God does want the ideal for everyone.  However, His offer of salvation is not immediately completed in those who accept it.  Look around you.  Presently, no one has a new body and a completely renewed mind.  Hence the New Testament promises of future “perfection” to believers, and countless exhortations to obedience and growth.

Healing is tied to obedience, which is tied to belief in Christ.  They are all of a piece.  And it takes time.  The Bible portrays God as a Heavenly Father whose priority is our spiritual/mental/emotional wholeness.  Physical wholeness is something on which we tend to place top priority, but not so with God.  “The things which are seen are temporal,” explains the Apostle Paul in 2 Cor 2:18, “but the things which are not seen are eternal.”

• **Prompt 1**:
Reproduce everything from "God does want" down to "obedience and growth." in the passage on healing and obedience.

• **Data shown**:
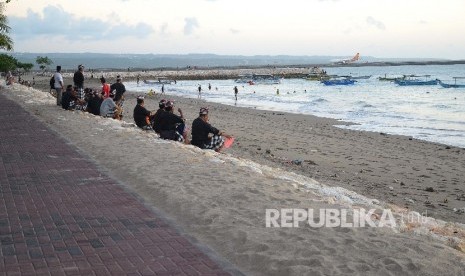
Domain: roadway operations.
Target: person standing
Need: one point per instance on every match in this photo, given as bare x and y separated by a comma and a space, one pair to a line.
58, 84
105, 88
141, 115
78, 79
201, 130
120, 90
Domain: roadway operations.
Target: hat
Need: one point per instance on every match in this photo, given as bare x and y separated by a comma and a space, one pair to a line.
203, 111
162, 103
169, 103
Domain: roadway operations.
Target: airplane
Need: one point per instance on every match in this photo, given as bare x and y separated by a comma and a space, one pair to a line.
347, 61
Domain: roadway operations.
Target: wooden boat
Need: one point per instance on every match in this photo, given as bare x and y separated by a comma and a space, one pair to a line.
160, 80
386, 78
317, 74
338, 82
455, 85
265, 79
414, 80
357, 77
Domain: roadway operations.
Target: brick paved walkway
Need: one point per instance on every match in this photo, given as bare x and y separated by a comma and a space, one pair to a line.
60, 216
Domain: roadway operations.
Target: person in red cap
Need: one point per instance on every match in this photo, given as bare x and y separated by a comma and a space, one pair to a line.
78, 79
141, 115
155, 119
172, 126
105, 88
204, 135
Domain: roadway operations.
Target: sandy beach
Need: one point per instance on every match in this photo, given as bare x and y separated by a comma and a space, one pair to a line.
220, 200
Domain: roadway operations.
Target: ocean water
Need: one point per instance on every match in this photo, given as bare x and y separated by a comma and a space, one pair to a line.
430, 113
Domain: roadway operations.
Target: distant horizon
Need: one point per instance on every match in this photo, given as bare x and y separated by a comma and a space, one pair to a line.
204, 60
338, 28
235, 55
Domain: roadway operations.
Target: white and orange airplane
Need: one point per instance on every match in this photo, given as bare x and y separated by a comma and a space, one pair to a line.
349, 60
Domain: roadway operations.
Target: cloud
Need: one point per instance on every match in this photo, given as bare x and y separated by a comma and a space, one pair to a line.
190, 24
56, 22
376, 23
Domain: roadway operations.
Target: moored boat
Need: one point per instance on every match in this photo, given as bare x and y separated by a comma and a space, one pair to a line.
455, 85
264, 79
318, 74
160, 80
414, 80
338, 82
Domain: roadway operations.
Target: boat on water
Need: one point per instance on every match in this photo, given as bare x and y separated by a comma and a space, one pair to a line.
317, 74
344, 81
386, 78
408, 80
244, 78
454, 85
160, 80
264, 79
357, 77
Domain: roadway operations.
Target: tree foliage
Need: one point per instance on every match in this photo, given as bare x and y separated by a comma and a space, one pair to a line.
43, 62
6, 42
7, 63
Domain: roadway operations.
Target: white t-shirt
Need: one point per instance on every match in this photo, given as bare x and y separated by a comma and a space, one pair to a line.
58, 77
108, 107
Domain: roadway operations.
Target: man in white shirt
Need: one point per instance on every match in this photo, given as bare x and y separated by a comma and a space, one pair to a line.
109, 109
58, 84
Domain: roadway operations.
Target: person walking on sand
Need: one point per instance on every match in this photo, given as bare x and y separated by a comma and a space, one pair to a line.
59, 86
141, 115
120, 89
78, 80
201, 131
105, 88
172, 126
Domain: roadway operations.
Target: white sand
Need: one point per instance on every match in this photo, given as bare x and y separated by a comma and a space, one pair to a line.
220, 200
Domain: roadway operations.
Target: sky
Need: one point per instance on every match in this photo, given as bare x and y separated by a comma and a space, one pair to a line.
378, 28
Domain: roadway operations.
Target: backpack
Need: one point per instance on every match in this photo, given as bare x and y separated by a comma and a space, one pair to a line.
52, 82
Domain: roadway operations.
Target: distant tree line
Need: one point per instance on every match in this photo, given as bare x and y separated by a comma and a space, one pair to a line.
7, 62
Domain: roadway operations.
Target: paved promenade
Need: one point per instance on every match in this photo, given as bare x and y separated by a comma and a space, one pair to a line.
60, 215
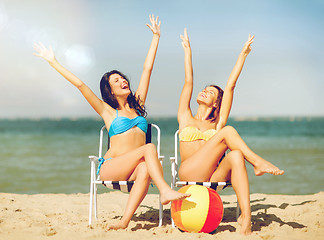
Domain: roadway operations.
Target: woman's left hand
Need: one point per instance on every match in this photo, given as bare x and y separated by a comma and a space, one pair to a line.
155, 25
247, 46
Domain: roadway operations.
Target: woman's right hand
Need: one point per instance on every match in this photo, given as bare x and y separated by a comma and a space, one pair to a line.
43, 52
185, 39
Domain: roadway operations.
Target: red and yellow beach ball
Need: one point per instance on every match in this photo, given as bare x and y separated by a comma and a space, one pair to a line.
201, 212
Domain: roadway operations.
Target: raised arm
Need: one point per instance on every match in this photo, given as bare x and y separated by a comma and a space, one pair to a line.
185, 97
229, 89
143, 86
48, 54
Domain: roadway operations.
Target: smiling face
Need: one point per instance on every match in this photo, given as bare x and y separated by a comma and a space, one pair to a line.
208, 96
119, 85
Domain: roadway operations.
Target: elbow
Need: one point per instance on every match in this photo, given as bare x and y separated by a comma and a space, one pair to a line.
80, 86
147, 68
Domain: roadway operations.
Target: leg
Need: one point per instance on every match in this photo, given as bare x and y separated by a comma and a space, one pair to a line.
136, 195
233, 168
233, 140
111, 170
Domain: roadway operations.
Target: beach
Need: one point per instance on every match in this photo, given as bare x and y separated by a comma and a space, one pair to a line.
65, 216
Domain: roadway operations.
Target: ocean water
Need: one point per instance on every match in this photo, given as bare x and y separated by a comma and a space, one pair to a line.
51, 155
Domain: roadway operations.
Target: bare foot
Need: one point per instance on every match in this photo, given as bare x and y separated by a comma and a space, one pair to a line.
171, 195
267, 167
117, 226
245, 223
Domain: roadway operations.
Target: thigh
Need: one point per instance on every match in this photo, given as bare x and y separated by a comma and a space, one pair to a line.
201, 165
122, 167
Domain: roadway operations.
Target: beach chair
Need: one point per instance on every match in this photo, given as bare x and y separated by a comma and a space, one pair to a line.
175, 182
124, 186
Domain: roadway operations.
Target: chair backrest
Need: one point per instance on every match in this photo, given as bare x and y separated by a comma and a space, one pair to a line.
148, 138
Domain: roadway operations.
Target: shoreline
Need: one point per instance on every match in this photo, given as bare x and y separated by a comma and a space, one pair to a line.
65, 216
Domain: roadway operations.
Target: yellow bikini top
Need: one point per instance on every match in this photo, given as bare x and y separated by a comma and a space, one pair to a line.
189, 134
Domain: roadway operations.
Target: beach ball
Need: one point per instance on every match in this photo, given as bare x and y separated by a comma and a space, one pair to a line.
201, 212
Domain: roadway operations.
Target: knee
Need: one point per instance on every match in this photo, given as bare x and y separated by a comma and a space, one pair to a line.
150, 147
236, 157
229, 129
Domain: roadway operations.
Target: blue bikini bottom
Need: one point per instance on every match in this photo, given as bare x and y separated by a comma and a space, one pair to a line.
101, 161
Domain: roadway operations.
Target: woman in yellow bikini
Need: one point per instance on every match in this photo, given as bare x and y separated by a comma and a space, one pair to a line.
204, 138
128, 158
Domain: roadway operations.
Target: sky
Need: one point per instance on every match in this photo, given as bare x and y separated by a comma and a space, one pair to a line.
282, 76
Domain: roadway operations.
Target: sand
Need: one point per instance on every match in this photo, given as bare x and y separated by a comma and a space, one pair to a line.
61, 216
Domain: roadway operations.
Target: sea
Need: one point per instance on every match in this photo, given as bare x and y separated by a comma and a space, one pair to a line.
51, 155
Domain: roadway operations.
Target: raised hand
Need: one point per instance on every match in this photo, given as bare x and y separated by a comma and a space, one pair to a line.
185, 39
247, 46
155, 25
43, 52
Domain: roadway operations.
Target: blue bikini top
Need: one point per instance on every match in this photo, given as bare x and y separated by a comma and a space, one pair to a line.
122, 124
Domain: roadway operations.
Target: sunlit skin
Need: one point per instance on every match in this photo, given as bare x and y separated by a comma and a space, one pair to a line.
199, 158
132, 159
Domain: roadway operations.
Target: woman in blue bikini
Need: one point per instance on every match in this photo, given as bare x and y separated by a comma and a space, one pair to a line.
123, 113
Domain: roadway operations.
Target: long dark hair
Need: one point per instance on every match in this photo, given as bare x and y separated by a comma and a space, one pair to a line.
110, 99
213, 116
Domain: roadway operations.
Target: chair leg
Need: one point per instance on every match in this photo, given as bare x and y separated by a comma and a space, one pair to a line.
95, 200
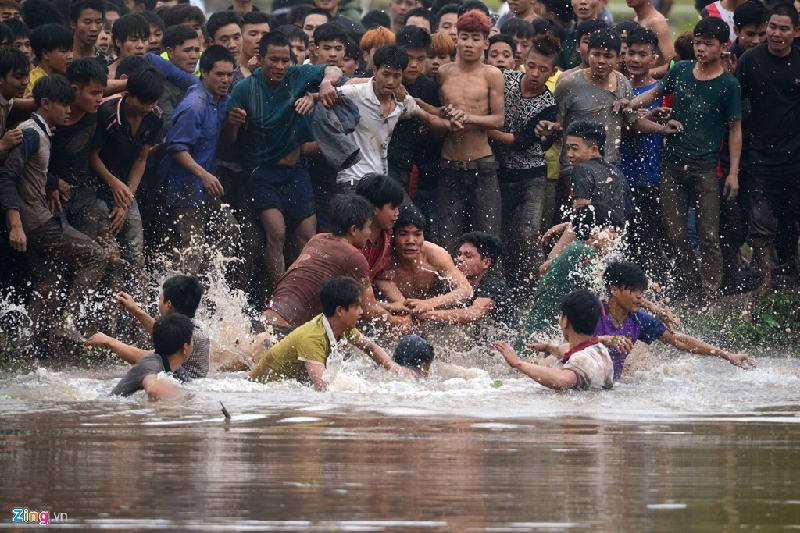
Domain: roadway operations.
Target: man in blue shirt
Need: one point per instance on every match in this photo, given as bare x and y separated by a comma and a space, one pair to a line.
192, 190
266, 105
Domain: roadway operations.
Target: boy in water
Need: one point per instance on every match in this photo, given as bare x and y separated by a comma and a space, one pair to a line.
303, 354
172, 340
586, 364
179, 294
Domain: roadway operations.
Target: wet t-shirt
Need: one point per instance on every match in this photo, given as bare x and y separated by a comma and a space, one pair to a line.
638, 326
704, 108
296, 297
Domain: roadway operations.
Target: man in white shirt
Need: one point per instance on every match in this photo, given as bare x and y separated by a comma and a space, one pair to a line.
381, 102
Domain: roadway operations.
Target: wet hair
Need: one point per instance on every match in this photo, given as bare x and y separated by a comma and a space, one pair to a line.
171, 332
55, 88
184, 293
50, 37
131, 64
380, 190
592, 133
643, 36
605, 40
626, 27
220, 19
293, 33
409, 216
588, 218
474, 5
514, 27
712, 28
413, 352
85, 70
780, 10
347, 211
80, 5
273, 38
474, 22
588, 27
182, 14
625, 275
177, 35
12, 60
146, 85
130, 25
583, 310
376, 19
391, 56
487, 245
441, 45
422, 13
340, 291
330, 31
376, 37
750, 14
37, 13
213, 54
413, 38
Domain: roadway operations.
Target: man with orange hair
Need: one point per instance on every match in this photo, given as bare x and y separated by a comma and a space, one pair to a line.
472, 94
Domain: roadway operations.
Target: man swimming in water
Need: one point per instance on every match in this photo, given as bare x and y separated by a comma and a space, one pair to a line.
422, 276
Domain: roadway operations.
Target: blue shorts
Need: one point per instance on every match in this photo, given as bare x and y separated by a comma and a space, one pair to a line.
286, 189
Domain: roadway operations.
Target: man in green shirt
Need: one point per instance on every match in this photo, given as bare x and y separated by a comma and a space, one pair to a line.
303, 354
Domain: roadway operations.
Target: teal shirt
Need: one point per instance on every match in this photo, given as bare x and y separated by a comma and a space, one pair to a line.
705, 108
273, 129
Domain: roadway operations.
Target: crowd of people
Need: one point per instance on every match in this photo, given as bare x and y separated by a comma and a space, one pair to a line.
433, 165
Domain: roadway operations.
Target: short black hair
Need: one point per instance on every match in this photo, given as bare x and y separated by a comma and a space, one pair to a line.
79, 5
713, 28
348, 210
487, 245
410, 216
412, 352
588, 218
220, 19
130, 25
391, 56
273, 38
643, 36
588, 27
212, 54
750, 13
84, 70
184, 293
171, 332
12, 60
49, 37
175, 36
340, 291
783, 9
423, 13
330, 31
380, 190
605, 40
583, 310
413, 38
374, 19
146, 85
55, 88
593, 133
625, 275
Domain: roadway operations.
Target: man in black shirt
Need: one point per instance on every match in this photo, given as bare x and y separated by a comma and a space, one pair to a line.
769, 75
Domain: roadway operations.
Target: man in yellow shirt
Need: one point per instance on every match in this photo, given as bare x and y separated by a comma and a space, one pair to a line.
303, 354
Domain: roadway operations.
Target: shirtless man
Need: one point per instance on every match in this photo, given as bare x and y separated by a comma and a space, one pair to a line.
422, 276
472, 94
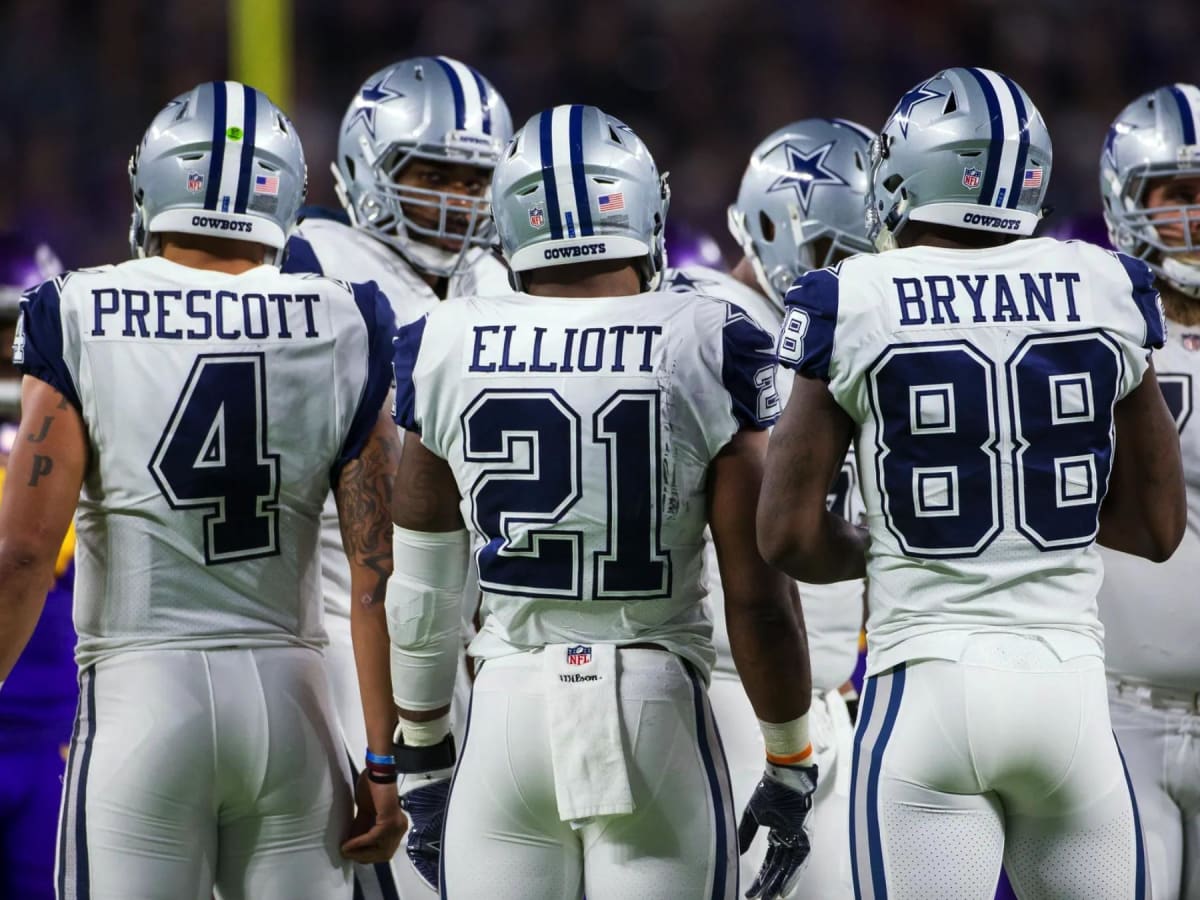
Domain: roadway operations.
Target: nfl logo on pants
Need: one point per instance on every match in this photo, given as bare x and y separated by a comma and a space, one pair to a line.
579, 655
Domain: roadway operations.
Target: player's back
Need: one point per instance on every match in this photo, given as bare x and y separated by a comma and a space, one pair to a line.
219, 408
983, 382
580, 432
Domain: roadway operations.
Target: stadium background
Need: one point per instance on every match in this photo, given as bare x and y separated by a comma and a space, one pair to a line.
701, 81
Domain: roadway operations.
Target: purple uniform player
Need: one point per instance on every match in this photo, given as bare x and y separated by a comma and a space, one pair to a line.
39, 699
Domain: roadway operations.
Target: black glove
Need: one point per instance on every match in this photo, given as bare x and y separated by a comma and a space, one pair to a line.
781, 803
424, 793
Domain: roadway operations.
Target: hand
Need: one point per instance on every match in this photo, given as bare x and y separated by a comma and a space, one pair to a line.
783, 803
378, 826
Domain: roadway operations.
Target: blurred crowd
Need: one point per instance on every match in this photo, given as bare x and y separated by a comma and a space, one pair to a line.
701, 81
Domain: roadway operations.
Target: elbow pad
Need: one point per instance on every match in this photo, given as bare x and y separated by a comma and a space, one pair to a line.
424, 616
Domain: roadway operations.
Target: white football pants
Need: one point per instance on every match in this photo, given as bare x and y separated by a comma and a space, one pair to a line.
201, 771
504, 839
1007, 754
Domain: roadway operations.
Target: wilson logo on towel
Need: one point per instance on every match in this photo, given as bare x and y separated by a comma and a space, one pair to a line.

• **Prompt 2**:
Pick out every line of the records that contains the string "distant", with case counting.

• **Task response 1**:
God does want the ideal for everyone.  However, His offer of salvation is not immediately completed in those who accept it.  Look around you.  Presently, no one has a new body and a completely renewed mind.  Hence the New Testament promises of future “perfection” to believers, and countless exhortations to obedience and growth.

• **Task response 2**:
Target: distant horizon
Target: distant tree line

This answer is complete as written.